A block of data:
* * * * * * * * *

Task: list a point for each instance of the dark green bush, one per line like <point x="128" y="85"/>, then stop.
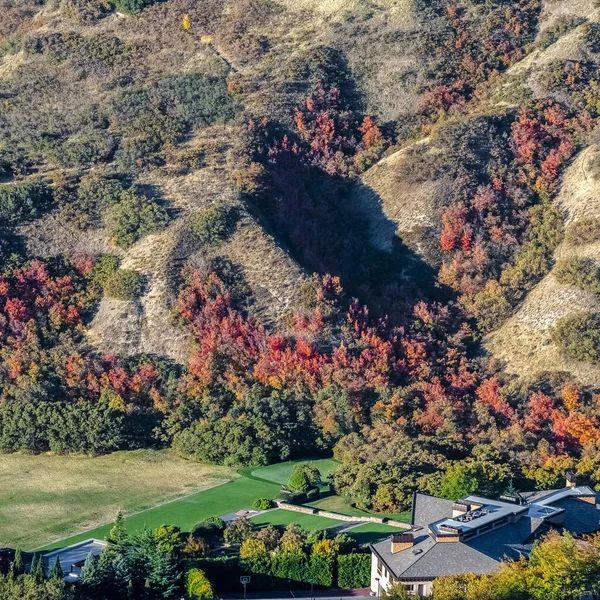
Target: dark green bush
<point x="61" y="427"/>
<point x="215" y="224"/>
<point x="86" y="148"/>
<point x="563" y="25"/>
<point x="195" y="99"/>
<point x="83" y="207"/>
<point x="206" y="529"/>
<point x="354" y="571"/>
<point x="125" y="284"/>
<point x="262" y="503"/>
<point x="104" y="269"/>
<point x="577" y="336"/>
<point x="23" y="200"/>
<point x="133" y="217"/>
<point x="85" y="11"/>
<point x="585" y="231"/>
<point x="91" y="53"/>
<point x="131" y="6"/>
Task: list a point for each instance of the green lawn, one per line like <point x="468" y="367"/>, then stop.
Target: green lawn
<point x="47" y="497"/>
<point x="371" y="532"/>
<point x="280" y="472"/>
<point x="342" y="506"/>
<point x="285" y="517"/>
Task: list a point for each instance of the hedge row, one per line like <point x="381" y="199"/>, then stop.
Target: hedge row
<point x="350" y="571"/>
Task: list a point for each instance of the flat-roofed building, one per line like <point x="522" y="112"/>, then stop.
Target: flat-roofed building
<point x="474" y="534"/>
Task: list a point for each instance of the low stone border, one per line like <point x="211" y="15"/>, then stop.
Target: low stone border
<point x="308" y="510"/>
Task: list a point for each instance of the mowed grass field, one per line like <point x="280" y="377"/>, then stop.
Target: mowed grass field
<point x="49" y="501"/>
<point x="46" y="497"/>
<point x="342" y="506"/>
<point x="282" y="518"/>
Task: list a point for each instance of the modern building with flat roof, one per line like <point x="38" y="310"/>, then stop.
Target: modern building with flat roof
<point x="72" y="557"/>
<point x="474" y="534"/>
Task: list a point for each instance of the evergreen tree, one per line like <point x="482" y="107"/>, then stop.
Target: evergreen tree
<point x="118" y="533"/>
<point x="33" y="564"/>
<point x="37" y="568"/>
<point x="56" y="572"/>
<point x="90" y="572"/>
<point x="18" y="567"/>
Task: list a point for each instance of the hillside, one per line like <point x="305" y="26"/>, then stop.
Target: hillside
<point x="252" y="231"/>
<point x="523" y="343"/>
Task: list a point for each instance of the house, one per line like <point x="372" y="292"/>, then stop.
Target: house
<point x="72" y="557"/>
<point x="474" y="534"/>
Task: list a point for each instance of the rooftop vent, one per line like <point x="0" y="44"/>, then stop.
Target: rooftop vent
<point x="401" y="541"/>
<point x="460" y="508"/>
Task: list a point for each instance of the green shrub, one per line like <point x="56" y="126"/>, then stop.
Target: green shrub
<point x="303" y="477"/>
<point x="198" y="585"/>
<point x="215" y="224"/>
<point x="23" y="200"/>
<point x="216" y="521"/>
<point x="577" y="336"/>
<point x="104" y="269"/>
<point x="86" y="148"/>
<point x="195" y="99"/>
<point x="585" y="231"/>
<point x="85" y="11"/>
<point x="579" y="271"/>
<point x="83" y="208"/>
<point x="354" y="571"/>
<point x="262" y="503"/>
<point x="563" y="25"/>
<point x="290" y="564"/>
<point x="125" y="284"/>
<point x="133" y="217"/>
<point x="239" y="530"/>
<point x="212" y="526"/>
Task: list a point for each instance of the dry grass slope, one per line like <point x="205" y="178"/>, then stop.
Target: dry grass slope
<point x="394" y="206"/>
<point x="523" y="342"/>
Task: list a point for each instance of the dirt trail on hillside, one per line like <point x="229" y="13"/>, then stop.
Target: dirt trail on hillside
<point x="523" y="343"/>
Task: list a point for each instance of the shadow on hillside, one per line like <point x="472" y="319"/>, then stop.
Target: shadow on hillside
<point x="323" y="231"/>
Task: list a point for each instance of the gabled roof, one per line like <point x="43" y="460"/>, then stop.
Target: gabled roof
<point x="514" y="528"/>
<point x="428" y="559"/>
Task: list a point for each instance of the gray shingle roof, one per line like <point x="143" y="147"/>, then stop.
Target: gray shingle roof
<point x="428" y="559"/>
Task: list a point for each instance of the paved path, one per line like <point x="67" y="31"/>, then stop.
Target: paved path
<point x="249" y="513"/>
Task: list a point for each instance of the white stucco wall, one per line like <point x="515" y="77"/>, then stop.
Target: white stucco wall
<point x="379" y="571"/>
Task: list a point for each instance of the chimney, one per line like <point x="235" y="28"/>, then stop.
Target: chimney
<point x="401" y="541"/>
<point x="460" y="508"/>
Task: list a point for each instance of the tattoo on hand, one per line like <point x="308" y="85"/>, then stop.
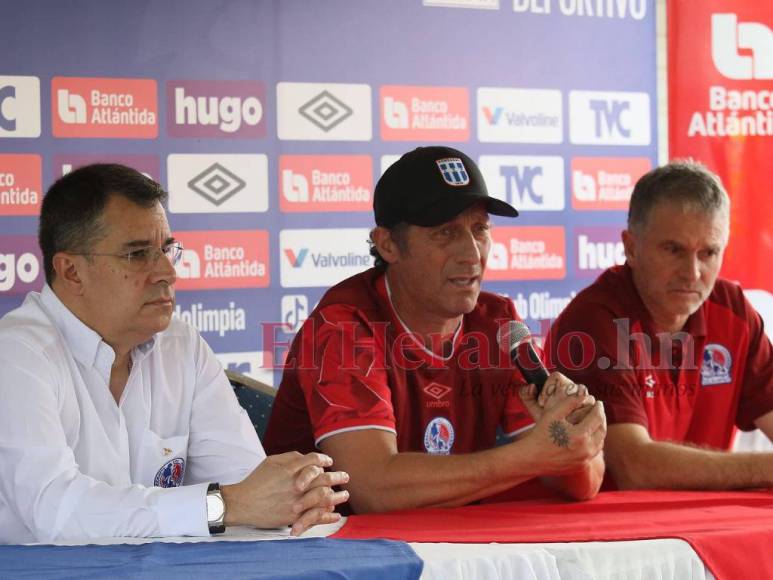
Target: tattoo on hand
<point x="559" y="434"/>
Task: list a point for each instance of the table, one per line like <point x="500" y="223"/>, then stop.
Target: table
<point x="664" y="559"/>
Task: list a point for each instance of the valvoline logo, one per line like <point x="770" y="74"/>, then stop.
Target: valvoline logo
<point x="296" y="260"/>
<point x="336" y="254"/>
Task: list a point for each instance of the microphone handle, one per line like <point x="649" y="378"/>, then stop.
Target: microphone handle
<point x="530" y="365"/>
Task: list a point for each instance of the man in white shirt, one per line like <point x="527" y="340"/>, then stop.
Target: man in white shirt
<point x="115" y="418"/>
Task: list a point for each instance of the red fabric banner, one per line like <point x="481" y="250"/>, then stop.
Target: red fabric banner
<point x="720" y="77"/>
<point x="732" y="532"/>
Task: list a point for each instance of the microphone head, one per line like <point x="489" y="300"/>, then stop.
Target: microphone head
<point x="512" y="334"/>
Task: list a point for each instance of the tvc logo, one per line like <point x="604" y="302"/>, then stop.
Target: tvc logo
<point x="609" y="118"/>
<point x="19" y="106"/>
<point x="295" y="311"/>
<point x="527" y="182"/>
<point x="728" y="36"/>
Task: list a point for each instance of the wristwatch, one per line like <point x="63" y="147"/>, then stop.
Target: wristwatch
<point x="215" y="509"/>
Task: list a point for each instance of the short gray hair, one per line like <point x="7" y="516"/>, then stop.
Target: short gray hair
<point x="681" y="181"/>
<point x="399" y="236"/>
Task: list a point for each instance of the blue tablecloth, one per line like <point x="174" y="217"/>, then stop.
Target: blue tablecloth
<point x="308" y="558"/>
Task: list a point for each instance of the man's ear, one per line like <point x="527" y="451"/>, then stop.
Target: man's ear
<point x="629" y="245"/>
<point x="68" y="272"/>
<point x="385" y="244"/>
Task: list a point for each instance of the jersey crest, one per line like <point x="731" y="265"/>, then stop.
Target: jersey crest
<point x="439" y="436"/>
<point x="717" y="365"/>
<point x="171" y="473"/>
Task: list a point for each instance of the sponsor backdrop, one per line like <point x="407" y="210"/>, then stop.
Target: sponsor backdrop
<point x="270" y="122"/>
<point x="721" y="112"/>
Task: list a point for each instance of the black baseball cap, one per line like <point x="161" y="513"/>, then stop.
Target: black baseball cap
<point x="430" y="186"/>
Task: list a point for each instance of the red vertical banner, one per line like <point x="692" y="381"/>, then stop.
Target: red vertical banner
<point x="720" y="81"/>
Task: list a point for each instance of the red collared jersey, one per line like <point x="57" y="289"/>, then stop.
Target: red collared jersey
<point x="354" y="365"/>
<point x="694" y="386"/>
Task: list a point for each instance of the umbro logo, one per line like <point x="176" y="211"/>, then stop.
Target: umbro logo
<point x="217" y="184"/>
<point x="436" y="390"/>
<point x="326" y="111"/>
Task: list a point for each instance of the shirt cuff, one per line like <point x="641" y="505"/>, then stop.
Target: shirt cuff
<point x="182" y="511"/>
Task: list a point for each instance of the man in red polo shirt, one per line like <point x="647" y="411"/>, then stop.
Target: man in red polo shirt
<point x="397" y="373"/>
<point x="678" y="356"/>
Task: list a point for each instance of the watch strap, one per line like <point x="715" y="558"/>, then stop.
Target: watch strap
<point x="216" y="526"/>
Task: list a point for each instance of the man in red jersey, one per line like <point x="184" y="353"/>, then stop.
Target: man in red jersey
<point x="678" y="356"/>
<point x="397" y="373"/>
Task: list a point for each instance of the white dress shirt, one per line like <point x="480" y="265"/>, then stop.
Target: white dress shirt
<point x="74" y="465"/>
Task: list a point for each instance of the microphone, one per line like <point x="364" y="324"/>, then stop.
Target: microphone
<point x="515" y="338"/>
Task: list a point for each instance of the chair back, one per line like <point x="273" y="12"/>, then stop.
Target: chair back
<point x="255" y="397"/>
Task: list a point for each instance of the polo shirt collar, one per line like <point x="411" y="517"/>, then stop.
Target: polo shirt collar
<point x="695" y="325"/>
<point x="86" y="345"/>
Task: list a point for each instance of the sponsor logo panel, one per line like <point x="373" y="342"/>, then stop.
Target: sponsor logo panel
<point x="527" y="253"/>
<point x="322" y="257"/>
<point x="324" y="111"/>
<point x="205" y="183"/>
<point x="21" y="265"/>
<point x="19" y="106"/>
<point x="223" y="259"/>
<point x="520" y="115"/>
<point x="605" y="183"/>
<point x="741" y="50"/>
<point x="216" y="108"/>
<point x="294" y="311"/>
<point x="104" y="107"/>
<point x="249" y="363"/>
<point x="228" y="320"/>
<point x="148" y="165"/>
<point x="598" y="249"/>
<point x="526" y="182"/>
<point x="609" y="118"/>
<point x="21" y="184"/>
<point x="325" y="183"/>
<point x="424" y="113"/>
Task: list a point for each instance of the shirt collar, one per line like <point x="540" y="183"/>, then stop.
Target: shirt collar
<point x="382" y="286"/>
<point x="86" y="345"/>
<point x="696" y="322"/>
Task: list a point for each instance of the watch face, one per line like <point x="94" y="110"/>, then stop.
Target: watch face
<point x="215" y="507"/>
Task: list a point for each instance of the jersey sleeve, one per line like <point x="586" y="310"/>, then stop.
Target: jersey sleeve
<point x="516" y="418"/>
<point x="582" y="344"/>
<point x="347" y="388"/>
<point x="757" y="386"/>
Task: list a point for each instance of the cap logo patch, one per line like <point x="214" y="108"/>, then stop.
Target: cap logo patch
<point x="453" y="171"/>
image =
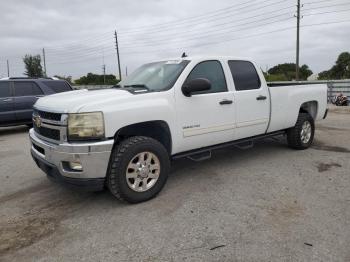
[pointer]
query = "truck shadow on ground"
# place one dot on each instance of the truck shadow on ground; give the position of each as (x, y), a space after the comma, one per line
(41, 209)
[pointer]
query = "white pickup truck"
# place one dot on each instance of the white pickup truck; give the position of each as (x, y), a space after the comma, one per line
(125, 137)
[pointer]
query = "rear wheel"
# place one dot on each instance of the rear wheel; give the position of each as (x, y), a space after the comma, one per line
(302, 134)
(138, 170)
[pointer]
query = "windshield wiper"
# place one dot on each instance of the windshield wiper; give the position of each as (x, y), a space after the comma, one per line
(138, 86)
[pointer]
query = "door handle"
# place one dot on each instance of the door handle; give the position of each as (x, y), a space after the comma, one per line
(261, 98)
(226, 102)
(7, 100)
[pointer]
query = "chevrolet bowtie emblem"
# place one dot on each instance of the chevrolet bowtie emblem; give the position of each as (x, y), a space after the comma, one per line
(37, 121)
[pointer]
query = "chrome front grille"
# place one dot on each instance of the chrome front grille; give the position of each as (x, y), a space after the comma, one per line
(47, 132)
(50, 126)
(48, 115)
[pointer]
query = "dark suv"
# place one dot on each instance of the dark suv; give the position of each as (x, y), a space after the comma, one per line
(18, 95)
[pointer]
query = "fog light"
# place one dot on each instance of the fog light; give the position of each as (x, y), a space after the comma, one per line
(76, 166)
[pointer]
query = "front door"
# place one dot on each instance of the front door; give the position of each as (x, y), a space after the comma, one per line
(206, 118)
(7, 113)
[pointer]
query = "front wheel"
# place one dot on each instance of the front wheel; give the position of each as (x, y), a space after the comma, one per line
(302, 134)
(138, 169)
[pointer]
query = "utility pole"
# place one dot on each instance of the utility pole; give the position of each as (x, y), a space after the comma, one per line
(117, 47)
(298, 42)
(104, 68)
(8, 69)
(104, 73)
(44, 62)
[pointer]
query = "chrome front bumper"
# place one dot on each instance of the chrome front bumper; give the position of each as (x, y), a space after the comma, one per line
(93, 156)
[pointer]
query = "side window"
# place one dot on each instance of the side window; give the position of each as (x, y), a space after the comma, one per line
(244, 75)
(58, 86)
(27, 89)
(5, 89)
(36, 90)
(211, 70)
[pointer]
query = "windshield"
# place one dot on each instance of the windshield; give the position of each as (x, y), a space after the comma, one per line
(156, 76)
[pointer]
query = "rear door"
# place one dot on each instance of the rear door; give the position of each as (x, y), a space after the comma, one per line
(7, 113)
(26, 93)
(252, 100)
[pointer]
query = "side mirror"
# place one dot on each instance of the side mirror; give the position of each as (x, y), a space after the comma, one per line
(195, 85)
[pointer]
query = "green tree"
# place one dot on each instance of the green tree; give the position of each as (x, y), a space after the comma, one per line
(33, 66)
(286, 72)
(94, 79)
(341, 69)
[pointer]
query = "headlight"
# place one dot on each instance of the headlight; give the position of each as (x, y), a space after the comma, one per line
(85, 126)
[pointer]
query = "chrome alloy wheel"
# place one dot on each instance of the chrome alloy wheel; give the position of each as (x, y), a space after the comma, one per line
(143, 171)
(305, 133)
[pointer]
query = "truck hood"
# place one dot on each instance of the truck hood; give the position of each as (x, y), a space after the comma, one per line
(74, 101)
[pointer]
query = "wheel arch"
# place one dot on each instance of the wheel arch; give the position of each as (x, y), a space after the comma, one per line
(156, 129)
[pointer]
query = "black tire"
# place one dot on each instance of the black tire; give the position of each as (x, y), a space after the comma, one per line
(121, 156)
(294, 137)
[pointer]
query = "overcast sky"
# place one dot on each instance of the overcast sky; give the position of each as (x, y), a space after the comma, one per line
(78, 36)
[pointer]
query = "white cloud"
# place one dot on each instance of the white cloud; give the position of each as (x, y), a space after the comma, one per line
(76, 34)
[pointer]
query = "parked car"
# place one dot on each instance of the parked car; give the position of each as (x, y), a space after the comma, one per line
(124, 138)
(18, 95)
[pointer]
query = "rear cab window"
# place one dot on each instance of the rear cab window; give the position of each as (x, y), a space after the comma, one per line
(58, 86)
(5, 90)
(244, 75)
(27, 88)
(213, 71)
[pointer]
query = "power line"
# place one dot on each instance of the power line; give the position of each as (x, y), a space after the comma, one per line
(227, 39)
(164, 26)
(327, 6)
(328, 12)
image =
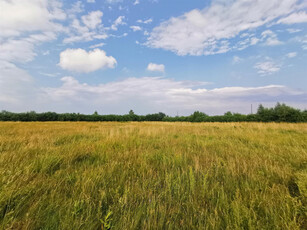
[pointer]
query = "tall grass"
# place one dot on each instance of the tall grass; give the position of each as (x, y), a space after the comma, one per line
(153, 176)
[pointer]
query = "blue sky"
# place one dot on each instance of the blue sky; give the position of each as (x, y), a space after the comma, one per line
(173, 56)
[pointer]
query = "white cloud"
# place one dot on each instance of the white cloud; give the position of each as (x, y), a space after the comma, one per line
(291, 55)
(270, 38)
(136, 28)
(93, 19)
(79, 60)
(236, 60)
(90, 29)
(113, 1)
(211, 30)
(292, 31)
(156, 67)
(17, 51)
(97, 45)
(18, 16)
(117, 22)
(267, 68)
(299, 17)
(154, 94)
(148, 21)
(16, 86)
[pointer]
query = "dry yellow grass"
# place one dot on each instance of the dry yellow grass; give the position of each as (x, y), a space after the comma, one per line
(153, 175)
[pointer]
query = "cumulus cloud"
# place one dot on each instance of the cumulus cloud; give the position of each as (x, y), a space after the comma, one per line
(80, 60)
(270, 38)
(236, 60)
(93, 19)
(119, 21)
(18, 16)
(299, 17)
(291, 55)
(211, 30)
(89, 28)
(148, 21)
(16, 86)
(136, 28)
(155, 67)
(153, 94)
(267, 68)
(136, 2)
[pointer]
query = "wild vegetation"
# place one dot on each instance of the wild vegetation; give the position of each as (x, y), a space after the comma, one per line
(153, 175)
(280, 113)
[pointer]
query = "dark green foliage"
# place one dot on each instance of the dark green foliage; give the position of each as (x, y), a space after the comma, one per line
(280, 113)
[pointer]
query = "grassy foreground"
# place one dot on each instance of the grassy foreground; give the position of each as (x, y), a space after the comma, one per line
(153, 176)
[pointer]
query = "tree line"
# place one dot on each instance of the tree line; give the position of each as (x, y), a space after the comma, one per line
(279, 113)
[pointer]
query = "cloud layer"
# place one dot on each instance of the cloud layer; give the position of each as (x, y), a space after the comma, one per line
(156, 67)
(79, 60)
(213, 29)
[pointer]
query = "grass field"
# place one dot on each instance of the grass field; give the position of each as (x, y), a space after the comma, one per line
(153, 176)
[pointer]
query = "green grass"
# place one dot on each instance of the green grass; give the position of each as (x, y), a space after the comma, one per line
(153, 176)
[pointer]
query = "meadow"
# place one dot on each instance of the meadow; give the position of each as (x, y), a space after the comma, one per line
(153, 175)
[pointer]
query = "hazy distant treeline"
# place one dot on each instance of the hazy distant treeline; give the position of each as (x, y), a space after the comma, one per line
(280, 113)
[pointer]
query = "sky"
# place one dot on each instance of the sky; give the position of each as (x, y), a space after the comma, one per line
(171, 56)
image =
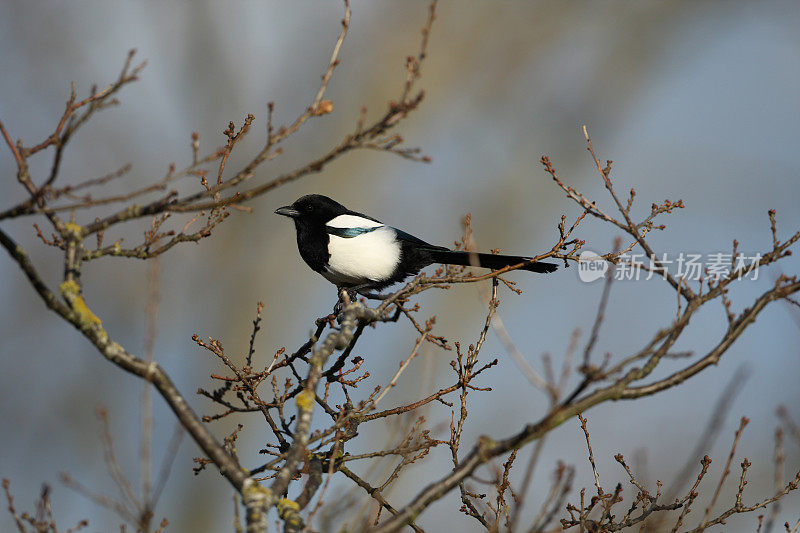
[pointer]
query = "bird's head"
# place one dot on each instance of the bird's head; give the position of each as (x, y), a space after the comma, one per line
(312, 209)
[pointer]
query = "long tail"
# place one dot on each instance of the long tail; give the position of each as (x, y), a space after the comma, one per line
(450, 257)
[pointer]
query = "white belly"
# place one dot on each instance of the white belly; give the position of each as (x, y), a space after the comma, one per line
(369, 257)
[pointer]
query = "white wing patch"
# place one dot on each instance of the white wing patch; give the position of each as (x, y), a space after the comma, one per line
(352, 221)
(368, 257)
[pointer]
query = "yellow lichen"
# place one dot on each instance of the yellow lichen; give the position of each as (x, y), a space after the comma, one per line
(75, 229)
(71, 292)
(305, 400)
(287, 510)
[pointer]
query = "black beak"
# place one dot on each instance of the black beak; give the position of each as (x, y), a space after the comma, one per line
(287, 211)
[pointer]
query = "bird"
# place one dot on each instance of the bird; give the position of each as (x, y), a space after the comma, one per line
(359, 253)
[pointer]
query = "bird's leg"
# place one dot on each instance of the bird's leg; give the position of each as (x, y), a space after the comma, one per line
(346, 295)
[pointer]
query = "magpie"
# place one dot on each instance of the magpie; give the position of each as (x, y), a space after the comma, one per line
(357, 252)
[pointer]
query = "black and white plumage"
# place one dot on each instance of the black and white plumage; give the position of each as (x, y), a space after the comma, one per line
(355, 251)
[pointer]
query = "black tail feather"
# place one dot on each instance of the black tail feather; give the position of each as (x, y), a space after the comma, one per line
(492, 261)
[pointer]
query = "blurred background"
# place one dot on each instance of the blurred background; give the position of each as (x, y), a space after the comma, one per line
(692, 100)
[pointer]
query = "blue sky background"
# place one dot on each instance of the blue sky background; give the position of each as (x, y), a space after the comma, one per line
(692, 100)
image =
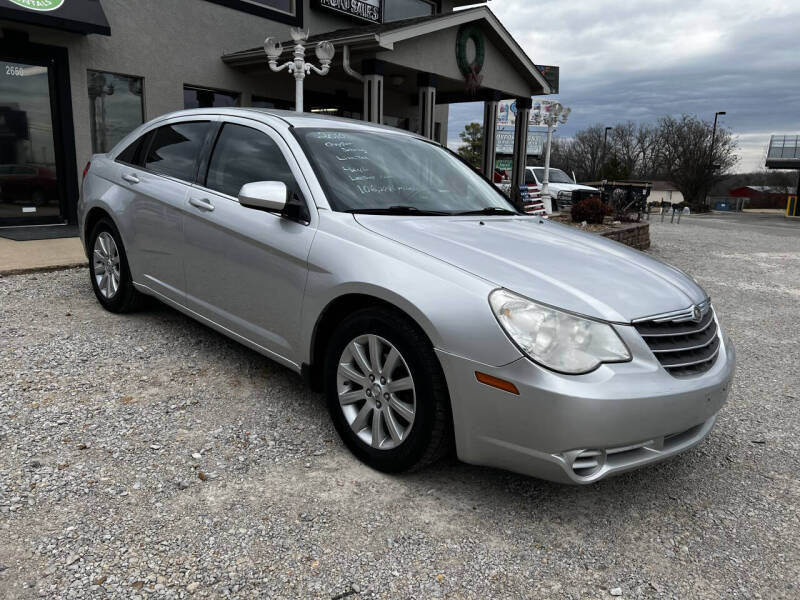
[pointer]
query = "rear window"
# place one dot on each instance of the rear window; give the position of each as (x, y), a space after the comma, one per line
(176, 148)
(132, 155)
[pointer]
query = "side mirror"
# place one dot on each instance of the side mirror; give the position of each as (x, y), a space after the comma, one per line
(264, 195)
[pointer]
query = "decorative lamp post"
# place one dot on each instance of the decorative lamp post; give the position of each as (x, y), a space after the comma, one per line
(557, 115)
(299, 67)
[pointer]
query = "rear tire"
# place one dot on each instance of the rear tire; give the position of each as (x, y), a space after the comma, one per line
(408, 395)
(109, 271)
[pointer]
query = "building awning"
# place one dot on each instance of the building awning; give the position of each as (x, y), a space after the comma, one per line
(387, 39)
(79, 16)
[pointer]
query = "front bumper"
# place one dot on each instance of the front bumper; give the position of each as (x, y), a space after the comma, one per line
(579, 429)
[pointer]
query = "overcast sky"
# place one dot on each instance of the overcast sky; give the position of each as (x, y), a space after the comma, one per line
(640, 59)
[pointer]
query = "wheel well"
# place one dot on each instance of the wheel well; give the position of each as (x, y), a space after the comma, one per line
(91, 220)
(333, 314)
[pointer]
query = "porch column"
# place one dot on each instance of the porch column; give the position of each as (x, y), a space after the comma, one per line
(373, 91)
(427, 104)
(489, 137)
(524, 106)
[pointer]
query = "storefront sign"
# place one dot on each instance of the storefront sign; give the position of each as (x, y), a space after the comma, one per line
(505, 140)
(39, 4)
(366, 10)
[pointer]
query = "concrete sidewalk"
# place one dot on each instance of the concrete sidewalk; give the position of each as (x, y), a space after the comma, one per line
(40, 255)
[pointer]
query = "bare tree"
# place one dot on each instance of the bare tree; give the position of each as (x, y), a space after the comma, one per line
(587, 152)
(686, 157)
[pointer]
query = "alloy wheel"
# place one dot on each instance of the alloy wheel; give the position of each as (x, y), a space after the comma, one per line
(106, 263)
(376, 392)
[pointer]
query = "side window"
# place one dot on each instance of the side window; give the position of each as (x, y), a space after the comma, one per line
(132, 155)
(175, 149)
(244, 155)
(529, 178)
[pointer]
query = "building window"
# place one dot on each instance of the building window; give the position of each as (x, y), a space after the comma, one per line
(396, 10)
(115, 106)
(262, 102)
(195, 97)
(284, 11)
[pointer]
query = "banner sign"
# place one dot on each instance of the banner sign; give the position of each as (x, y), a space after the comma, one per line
(365, 10)
(43, 5)
(505, 140)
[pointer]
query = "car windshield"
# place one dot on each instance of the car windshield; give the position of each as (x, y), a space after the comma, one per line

* * * * * * * * *

◆ **TASK DETAILS**
Collect every line of the listing above that contains the word "concrete", matching case exactly.

◆ **TASK SOLUTION**
query = "concrete sidewalk"
# place one dot on each instance of the concrete sidewalk; give the position of each as (x, y), a space after the comma, one per line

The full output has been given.